Records supplied.
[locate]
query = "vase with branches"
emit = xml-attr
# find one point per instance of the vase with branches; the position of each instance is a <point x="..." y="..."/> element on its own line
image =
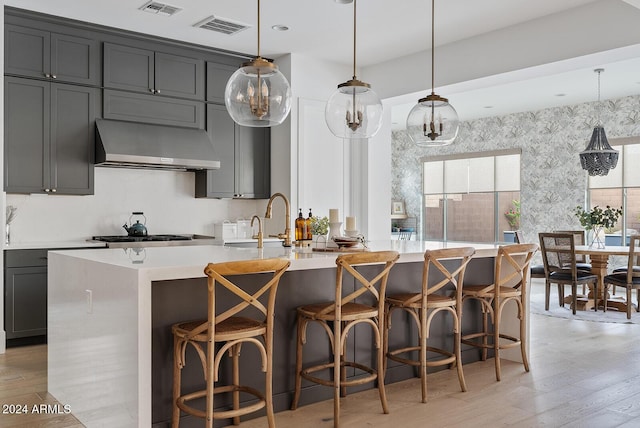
<point x="597" y="220"/>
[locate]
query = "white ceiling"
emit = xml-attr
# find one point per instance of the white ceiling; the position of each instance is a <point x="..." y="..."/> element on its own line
<point x="386" y="30"/>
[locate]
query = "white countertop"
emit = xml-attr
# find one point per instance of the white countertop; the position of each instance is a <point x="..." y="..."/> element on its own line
<point x="33" y="245"/>
<point x="162" y="263"/>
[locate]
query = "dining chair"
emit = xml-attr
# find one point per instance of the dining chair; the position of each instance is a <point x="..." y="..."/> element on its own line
<point x="337" y="318"/>
<point x="510" y="283"/>
<point x="560" y="266"/>
<point x="536" y="271"/>
<point x="628" y="278"/>
<point x="226" y="332"/>
<point x="581" y="259"/>
<point x="440" y="291"/>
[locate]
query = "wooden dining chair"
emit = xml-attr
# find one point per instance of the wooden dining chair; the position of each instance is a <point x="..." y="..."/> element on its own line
<point x="339" y="317"/>
<point x="440" y="291"/>
<point x="560" y="265"/>
<point x="510" y="282"/>
<point x="581" y="260"/>
<point x="629" y="278"/>
<point x="228" y="331"/>
<point x="536" y="271"/>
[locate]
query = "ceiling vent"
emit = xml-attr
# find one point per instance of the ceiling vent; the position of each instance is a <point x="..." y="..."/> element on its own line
<point x="222" y="25"/>
<point x="160" y="8"/>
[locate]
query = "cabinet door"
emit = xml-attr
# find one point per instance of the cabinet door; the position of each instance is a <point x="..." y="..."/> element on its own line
<point x="217" y="77"/>
<point x="26" y="51"/>
<point x="253" y="160"/>
<point x="73" y="114"/>
<point x="25" y="301"/>
<point x="179" y="76"/>
<point x="219" y="183"/>
<point x="26" y="135"/>
<point x="128" y="68"/>
<point x="75" y="59"/>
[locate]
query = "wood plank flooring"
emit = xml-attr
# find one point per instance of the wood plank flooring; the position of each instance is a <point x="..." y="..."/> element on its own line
<point x="583" y="374"/>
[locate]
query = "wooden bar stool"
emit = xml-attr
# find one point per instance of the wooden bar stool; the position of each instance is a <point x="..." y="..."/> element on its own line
<point x="436" y="295"/>
<point x="338" y="317"/>
<point x="228" y="331"/>
<point x="511" y="272"/>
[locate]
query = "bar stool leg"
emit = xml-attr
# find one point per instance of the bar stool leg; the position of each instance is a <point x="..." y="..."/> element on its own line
<point x="177" y="373"/>
<point x="301" y="324"/>
<point x="235" y="356"/>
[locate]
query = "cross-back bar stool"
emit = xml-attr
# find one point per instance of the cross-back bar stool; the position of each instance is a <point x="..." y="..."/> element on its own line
<point x="511" y="273"/>
<point x="229" y="330"/>
<point x="340" y="316"/>
<point x="440" y="291"/>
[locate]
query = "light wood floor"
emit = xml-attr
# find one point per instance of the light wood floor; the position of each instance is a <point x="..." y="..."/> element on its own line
<point x="583" y="374"/>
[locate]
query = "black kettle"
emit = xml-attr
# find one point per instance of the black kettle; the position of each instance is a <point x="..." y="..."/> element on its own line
<point x="137" y="228"/>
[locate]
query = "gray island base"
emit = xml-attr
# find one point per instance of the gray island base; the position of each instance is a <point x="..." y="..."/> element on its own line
<point x="110" y="344"/>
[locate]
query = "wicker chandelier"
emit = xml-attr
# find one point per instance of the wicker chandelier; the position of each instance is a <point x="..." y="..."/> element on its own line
<point x="599" y="157"/>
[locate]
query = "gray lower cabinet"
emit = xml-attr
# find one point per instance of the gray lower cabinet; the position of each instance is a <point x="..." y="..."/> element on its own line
<point x="142" y="70"/>
<point x="25" y="293"/>
<point x="49" y="137"/>
<point x="42" y="54"/>
<point x="245" y="159"/>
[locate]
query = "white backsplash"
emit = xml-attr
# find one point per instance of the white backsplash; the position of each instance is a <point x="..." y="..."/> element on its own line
<point x="166" y="198"/>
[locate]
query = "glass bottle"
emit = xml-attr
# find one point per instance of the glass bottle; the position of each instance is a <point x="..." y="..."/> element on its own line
<point x="300" y="226"/>
<point x="308" y="222"/>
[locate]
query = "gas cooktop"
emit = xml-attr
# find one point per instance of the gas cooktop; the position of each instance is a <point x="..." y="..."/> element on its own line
<point x="153" y="240"/>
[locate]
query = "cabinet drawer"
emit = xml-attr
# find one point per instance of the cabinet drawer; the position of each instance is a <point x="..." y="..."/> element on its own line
<point x="25" y="258"/>
<point x="153" y="109"/>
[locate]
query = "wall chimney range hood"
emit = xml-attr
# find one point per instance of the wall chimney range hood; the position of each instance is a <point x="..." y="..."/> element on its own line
<point x="141" y="145"/>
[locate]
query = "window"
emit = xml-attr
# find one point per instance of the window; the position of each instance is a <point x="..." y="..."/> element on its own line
<point x="620" y="188"/>
<point x="466" y="196"/>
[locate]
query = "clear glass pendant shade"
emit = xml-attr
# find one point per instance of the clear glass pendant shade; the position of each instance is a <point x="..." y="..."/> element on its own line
<point x="354" y="110"/>
<point x="433" y="122"/>
<point x="258" y="95"/>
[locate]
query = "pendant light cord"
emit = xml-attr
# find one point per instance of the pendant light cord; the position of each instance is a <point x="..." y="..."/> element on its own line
<point x="354" y="39"/>
<point x="258" y="28"/>
<point x="433" y="37"/>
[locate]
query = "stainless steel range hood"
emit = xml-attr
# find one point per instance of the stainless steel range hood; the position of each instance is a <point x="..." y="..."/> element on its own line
<point x="141" y="145"/>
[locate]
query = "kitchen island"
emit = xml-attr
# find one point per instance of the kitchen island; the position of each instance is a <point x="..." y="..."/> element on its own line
<point x="110" y="311"/>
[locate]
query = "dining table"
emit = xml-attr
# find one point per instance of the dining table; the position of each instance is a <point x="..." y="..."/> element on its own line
<point x="599" y="258"/>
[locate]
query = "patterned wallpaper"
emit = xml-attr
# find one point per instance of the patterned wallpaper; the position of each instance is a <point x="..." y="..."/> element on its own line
<point x="552" y="181"/>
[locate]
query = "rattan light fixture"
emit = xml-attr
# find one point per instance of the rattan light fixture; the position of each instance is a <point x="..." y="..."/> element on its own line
<point x="599" y="157"/>
<point x="354" y="110"/>
<point x="433" y="122"/>
<point x="258" y="94"/>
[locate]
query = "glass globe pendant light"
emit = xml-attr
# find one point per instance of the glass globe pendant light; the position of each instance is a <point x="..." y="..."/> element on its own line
<point x="354" y="110"/>
<point x="433" y="122"/>
<point x="258" y="94"/>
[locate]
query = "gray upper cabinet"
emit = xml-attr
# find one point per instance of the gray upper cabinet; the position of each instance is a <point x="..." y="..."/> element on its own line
<point x="245" y="159"/>
<point x="217" y="77"/>
<point x="42" y="54"/>
<point x="49" y="137"/>
<point x="141" y="70"/>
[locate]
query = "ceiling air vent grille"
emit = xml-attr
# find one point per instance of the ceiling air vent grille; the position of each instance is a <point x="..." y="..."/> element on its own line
<point x="222" y="25"/>
<point x="160" y="8"/>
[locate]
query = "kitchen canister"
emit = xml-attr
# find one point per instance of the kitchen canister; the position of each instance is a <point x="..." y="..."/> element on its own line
<point x="225" y="230"/>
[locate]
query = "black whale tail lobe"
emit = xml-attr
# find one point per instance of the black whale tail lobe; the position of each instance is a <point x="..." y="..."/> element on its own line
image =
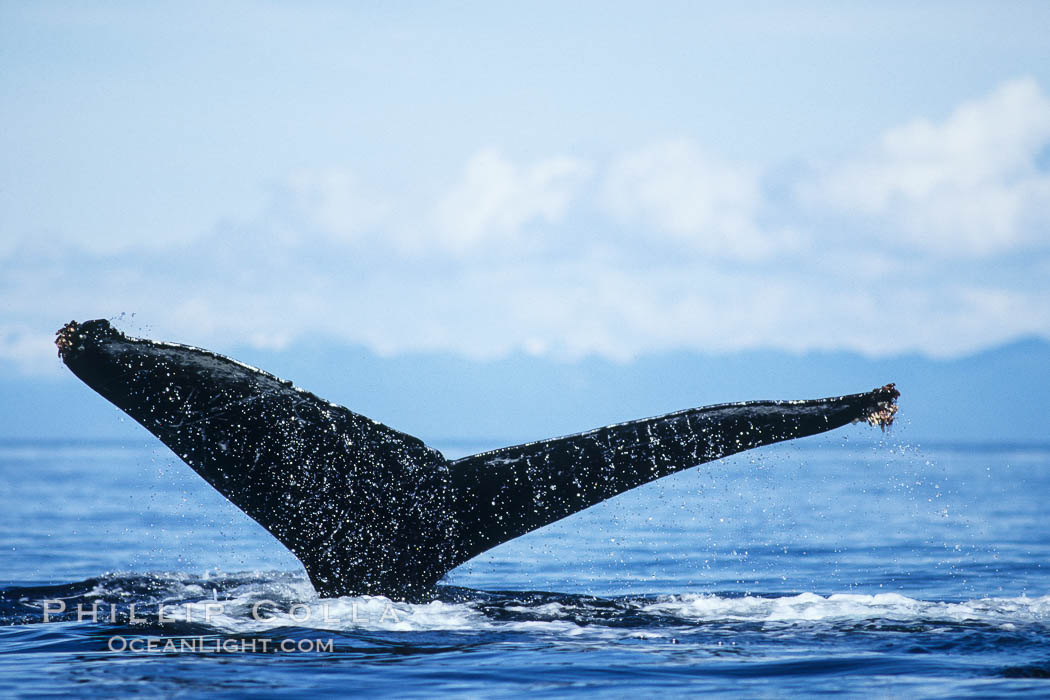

Aim. Please pick out each line in the records above that contains the word "tail", and copy those lines.

Complete answer.
query = "black whale tail lobe"
# find one point per instance of the black whale tail lobe; the position of each instance is a <point x="..." y="..."/> element on its own line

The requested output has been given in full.